Point labeling dataset excerpts:
──────────────────────────────
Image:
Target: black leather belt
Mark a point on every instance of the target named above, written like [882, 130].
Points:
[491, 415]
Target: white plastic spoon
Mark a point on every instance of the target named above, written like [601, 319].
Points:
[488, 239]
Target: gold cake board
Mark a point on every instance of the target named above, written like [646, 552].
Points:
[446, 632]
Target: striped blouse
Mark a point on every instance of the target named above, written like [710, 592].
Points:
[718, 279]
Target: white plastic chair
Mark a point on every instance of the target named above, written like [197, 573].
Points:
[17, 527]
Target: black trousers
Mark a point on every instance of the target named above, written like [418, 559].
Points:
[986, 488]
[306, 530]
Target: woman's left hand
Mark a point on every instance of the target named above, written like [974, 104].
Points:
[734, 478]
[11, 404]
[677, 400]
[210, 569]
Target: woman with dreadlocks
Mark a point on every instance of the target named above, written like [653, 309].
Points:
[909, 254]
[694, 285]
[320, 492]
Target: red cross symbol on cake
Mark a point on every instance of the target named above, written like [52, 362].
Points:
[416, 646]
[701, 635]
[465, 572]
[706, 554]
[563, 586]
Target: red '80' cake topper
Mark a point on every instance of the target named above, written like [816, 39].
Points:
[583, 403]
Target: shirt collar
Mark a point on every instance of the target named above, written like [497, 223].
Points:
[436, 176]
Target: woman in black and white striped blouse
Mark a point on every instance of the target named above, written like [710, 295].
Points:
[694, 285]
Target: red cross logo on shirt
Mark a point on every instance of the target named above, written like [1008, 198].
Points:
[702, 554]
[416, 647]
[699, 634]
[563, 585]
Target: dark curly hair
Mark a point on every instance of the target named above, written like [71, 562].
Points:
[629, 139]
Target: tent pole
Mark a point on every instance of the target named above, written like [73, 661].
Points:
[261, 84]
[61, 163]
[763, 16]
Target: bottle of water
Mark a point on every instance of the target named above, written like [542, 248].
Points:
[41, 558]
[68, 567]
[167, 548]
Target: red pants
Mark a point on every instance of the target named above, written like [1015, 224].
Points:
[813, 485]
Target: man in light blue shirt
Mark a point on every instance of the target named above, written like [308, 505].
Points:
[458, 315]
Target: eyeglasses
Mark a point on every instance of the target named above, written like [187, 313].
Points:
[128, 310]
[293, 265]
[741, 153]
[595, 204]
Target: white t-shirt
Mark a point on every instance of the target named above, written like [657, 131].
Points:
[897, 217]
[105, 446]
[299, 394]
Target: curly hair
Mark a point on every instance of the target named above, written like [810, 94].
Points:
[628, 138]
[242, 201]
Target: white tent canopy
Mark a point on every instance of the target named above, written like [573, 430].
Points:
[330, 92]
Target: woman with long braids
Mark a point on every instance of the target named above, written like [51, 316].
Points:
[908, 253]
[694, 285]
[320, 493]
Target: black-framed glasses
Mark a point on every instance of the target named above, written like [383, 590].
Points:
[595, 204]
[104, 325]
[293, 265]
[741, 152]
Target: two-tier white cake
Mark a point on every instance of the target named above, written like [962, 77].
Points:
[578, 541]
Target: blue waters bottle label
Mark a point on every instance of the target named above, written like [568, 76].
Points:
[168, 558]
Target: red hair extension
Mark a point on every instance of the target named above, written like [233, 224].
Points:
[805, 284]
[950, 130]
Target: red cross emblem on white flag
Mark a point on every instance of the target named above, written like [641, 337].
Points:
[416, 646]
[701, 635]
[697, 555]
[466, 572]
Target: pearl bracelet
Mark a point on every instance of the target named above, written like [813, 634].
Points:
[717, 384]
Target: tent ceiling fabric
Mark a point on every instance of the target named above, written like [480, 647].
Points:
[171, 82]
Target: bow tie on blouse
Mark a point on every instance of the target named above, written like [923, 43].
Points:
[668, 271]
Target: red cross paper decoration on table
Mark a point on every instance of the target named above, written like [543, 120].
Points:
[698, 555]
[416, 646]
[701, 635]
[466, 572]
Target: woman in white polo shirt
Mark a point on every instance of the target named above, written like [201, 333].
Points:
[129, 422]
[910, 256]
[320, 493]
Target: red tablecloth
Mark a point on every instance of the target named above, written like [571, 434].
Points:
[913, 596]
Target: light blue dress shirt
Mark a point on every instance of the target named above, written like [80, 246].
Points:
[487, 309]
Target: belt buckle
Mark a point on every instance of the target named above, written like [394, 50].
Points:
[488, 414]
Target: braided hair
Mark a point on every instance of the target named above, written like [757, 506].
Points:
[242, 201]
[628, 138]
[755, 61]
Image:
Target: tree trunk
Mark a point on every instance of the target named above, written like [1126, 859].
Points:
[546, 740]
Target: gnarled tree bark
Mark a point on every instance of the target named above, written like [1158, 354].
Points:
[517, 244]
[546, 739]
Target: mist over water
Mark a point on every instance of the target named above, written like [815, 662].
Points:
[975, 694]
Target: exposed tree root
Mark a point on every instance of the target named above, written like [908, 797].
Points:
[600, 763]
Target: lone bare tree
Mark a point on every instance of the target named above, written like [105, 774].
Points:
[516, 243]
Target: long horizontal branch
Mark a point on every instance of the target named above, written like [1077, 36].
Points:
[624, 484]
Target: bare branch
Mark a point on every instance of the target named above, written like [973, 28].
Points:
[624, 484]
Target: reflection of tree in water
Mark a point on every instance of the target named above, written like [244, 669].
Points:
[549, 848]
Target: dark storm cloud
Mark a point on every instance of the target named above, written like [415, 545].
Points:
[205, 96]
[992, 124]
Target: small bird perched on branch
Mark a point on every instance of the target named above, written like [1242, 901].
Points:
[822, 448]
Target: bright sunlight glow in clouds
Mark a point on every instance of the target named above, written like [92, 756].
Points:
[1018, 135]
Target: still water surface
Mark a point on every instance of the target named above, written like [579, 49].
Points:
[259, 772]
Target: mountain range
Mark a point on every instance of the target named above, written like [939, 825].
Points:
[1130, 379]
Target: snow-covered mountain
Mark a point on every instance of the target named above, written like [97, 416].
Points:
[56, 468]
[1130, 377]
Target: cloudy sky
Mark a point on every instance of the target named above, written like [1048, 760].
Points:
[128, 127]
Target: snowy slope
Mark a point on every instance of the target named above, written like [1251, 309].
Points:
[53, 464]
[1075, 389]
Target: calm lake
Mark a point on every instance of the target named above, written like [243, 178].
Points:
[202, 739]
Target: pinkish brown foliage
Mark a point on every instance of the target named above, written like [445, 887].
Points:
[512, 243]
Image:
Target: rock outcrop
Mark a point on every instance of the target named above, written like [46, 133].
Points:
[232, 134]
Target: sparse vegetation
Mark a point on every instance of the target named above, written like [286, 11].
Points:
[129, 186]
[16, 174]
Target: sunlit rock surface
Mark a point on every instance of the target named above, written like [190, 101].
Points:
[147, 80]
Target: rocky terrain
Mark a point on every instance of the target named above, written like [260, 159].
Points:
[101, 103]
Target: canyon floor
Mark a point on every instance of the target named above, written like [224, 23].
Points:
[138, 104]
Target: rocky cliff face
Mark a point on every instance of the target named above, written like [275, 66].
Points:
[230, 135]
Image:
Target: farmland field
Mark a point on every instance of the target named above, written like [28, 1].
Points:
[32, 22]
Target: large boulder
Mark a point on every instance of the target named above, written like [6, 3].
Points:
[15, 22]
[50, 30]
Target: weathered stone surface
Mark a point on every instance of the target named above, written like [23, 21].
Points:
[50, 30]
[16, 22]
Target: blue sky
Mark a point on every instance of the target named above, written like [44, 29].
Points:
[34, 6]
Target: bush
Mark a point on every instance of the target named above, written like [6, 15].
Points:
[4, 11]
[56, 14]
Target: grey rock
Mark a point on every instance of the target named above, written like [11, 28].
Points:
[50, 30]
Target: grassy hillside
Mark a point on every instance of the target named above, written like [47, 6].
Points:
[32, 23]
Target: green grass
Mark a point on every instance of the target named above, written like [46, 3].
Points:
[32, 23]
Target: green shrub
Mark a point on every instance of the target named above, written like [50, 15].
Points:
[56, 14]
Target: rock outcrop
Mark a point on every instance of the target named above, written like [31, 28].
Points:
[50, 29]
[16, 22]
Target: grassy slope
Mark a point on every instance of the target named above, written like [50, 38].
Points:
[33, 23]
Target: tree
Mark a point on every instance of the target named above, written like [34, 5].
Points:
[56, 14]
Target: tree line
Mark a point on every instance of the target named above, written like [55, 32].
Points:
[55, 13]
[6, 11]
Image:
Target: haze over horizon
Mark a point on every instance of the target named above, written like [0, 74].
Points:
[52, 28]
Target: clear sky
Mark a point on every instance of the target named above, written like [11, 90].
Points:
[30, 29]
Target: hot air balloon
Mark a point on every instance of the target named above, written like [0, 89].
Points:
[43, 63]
──────────────────────────────
STATED EXERCISE = Reproduce the final stretch of the data above: every line from the one holding "Target: grassy slope" through the end, inclusive, exactly as written and nothing else.

SOLUTION FOR THIS TASK =
Target: grassy slope
Mark a point on every instance of the target named above, written like [50, 38].
Points:
[33, 23]
Target: tree
Mark a point on every instance of the target named above, written like [34, 5].
Points:
[56, 14]
Target: tree line
Mark a point on every instance of the target named above, written like [55, 32].
Points:
[55, 13]
[6, 11]
Image:
Target: haze over horizon
Mark a point on every instance of the target named above, written like [0, 74].
Points:
[52, 28]
Target: clear sky
Mark a point on every instance of the target named above, written like [11, 90].
Points:
[30, 29]
Target: hot air balloon
Mark a point on every instance of the target named above, written like [0, 89].
Points:
[43, 63]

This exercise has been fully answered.